Give the items from the line with "target | porch ceiling" up to and including the line with "column 94, row 132" as a JSON list of strings, one per line, with blank lines left out.

§ **Material for this task**:
=-=-=
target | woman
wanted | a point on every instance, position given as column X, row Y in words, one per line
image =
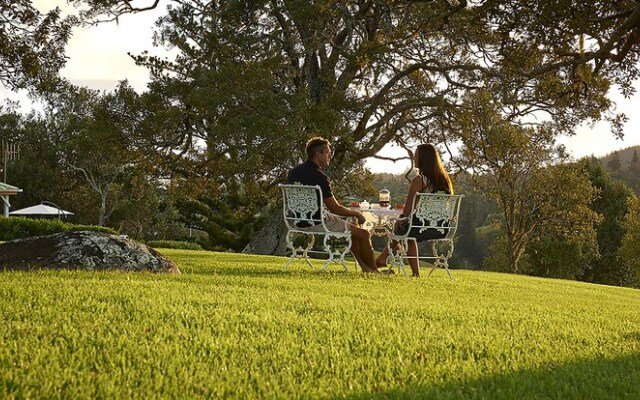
=-=-=
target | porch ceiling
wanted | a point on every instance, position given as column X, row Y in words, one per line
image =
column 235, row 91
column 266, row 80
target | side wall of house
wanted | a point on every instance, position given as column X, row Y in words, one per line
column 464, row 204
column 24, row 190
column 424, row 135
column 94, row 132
=-=-=
§ **Complete response**:
[
  "target | porch ceiling",
  "wanted | a point on every instance, position given as column X, row Y in words, one per line",
  "image =",
  "column 235, row 91",
  "column 266, row 80",
  "target | side wall of house",
  "wanted | a point on every instance, position given as column X, row Y in words, one per line",
  "column 464, row 204",
  "column 24, row 190",
  "column 424, row 135",
  "column 94, row 132"
]